◆ **TASK PROMPT**
State how many lines in the entries below hold the string "pair", and give nothing besides that number.

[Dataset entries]
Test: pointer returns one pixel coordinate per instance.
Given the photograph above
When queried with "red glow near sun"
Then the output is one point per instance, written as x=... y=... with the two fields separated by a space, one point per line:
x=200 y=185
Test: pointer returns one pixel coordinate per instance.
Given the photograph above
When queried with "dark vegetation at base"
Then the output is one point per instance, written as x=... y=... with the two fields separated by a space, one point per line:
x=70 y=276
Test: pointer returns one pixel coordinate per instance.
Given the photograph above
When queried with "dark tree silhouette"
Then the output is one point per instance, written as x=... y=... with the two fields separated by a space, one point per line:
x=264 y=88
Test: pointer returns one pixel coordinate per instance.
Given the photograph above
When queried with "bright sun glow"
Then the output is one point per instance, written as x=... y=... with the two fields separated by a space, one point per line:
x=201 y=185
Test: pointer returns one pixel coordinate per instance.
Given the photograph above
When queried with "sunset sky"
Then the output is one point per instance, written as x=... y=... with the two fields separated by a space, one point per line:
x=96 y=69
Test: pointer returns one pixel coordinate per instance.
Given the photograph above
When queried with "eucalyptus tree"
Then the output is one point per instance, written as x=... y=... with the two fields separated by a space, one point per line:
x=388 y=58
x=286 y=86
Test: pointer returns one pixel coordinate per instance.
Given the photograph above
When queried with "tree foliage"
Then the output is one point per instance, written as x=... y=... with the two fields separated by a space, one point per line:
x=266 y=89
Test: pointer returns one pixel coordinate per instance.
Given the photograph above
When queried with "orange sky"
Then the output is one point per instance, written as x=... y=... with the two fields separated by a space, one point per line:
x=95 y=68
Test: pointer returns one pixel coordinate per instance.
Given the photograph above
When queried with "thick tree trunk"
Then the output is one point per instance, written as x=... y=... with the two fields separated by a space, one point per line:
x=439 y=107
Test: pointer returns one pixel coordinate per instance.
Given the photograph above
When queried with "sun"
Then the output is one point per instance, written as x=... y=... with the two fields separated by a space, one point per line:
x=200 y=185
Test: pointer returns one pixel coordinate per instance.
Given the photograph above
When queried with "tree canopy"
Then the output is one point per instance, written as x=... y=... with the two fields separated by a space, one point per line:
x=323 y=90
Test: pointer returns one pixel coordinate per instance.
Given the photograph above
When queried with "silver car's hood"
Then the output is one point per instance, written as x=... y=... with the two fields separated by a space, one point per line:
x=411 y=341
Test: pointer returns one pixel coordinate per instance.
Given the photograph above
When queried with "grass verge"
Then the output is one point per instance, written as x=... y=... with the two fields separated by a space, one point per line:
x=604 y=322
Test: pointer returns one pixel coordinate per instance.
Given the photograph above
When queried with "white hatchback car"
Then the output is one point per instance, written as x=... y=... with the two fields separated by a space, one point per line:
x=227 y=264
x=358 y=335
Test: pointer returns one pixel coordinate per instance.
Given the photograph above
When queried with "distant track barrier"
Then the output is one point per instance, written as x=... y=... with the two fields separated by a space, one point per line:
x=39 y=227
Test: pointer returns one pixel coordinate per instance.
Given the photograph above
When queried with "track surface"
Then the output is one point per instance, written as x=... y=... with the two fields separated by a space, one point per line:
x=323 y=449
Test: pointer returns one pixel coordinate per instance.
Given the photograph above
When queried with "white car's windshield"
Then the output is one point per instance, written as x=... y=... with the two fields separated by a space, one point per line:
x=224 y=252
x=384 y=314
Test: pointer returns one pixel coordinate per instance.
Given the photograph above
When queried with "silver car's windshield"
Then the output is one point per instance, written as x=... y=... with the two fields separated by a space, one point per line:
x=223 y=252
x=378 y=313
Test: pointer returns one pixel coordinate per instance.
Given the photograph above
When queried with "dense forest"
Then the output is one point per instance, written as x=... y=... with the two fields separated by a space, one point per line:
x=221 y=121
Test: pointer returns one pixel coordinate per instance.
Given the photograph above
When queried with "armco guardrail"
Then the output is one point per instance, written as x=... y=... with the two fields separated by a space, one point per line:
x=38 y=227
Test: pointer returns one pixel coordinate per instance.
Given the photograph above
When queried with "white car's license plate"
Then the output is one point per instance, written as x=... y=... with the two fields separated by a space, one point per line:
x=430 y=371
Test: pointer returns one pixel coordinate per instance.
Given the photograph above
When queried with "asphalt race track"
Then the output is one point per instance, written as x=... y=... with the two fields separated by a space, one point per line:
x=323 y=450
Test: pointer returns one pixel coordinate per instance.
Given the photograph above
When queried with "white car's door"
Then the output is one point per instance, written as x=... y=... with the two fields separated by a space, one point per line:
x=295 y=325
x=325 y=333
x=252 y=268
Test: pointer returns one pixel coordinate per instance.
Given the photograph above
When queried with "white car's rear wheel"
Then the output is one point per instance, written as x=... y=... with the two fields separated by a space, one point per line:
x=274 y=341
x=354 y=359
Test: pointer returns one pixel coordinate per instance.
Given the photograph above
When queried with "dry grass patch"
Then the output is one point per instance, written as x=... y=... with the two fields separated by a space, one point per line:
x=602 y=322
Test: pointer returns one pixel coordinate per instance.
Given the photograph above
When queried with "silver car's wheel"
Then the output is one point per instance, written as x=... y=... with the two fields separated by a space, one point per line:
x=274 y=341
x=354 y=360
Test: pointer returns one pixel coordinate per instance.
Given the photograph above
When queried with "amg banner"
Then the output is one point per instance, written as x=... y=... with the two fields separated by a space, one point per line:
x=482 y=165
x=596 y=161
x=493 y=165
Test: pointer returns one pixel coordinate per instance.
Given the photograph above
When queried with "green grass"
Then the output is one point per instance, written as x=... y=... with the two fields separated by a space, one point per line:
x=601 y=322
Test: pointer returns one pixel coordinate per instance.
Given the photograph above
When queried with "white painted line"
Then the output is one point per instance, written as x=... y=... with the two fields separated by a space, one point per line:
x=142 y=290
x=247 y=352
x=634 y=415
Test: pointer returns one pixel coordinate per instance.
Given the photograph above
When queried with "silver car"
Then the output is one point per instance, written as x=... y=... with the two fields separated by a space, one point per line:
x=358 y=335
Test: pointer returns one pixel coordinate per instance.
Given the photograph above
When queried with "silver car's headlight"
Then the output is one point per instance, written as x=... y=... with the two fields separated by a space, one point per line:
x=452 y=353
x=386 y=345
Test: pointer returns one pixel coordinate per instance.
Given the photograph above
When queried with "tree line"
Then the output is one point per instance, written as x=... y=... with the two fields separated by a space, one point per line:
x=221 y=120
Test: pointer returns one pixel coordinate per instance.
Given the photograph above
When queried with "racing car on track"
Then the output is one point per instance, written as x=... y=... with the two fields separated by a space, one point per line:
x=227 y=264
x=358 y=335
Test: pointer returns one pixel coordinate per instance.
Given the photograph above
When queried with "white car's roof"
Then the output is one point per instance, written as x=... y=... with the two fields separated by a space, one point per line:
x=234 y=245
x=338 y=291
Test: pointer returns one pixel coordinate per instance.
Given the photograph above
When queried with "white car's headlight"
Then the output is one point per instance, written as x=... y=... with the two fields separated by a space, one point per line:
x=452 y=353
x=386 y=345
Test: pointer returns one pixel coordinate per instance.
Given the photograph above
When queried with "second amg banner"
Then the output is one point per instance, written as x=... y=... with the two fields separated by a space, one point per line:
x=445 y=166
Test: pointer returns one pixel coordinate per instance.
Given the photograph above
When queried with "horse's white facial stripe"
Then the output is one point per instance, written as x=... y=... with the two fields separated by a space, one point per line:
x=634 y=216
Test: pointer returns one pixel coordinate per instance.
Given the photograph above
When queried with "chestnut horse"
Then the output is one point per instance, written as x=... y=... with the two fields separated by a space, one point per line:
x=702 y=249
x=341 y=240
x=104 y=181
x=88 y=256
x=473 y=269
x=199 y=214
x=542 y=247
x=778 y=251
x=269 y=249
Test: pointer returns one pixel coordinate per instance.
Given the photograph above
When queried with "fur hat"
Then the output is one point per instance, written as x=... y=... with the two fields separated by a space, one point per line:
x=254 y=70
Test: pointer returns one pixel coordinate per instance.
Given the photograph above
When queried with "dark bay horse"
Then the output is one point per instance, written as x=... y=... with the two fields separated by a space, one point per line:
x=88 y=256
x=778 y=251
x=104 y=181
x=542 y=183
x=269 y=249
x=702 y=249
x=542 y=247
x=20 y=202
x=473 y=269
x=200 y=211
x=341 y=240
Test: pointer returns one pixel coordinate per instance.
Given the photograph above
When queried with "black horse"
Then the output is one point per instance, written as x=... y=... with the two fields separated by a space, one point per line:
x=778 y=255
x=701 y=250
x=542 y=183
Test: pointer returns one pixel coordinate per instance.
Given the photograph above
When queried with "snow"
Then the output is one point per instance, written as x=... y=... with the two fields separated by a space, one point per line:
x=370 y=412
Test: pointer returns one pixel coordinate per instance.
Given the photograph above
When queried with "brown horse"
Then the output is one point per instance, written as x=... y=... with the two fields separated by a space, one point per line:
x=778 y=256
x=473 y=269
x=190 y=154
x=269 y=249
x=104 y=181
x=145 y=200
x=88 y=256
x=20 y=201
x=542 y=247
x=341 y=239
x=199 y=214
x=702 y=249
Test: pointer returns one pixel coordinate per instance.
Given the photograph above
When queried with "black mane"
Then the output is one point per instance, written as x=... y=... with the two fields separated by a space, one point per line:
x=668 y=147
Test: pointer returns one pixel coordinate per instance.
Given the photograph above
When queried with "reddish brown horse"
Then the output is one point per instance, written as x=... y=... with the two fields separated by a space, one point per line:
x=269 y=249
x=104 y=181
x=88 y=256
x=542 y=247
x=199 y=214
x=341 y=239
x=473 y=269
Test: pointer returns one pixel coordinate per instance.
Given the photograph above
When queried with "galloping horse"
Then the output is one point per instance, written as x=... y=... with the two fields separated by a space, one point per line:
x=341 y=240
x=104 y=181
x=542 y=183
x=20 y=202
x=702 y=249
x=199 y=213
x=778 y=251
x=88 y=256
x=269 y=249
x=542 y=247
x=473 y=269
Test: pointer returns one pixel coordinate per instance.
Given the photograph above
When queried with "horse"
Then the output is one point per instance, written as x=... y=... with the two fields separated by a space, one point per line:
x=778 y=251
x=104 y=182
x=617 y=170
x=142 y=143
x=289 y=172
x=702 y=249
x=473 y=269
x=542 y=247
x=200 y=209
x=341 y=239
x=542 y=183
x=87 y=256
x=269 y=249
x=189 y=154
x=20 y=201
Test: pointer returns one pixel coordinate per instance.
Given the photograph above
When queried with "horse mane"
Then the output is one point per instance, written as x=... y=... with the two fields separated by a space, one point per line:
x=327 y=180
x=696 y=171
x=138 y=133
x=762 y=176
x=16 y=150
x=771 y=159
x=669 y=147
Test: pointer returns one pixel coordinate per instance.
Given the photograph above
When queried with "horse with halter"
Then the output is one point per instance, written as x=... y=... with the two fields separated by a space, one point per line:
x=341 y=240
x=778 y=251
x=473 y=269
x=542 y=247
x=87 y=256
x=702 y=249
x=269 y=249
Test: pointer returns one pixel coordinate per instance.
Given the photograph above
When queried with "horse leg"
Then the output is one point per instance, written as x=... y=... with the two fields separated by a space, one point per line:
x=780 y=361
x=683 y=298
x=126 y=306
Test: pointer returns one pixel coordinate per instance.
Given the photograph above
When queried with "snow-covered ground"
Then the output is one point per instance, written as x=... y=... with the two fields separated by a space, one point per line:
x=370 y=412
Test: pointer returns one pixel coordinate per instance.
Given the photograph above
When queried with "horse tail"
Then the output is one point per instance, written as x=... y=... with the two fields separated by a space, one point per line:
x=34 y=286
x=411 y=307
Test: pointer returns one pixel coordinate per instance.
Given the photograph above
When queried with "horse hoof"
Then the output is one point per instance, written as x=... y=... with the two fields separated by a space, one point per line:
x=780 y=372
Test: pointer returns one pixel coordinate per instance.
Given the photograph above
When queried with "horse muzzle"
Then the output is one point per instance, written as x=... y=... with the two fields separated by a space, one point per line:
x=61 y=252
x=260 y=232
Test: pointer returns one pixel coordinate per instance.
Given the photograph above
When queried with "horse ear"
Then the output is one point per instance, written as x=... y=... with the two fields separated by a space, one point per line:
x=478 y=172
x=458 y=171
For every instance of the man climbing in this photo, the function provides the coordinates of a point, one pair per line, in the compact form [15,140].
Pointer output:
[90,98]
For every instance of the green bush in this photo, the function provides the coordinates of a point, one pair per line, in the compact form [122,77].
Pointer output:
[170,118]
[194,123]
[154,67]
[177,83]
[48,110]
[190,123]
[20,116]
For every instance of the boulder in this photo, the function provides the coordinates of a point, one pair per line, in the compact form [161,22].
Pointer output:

◆ **RESULT OF THIS EXERCISE**
3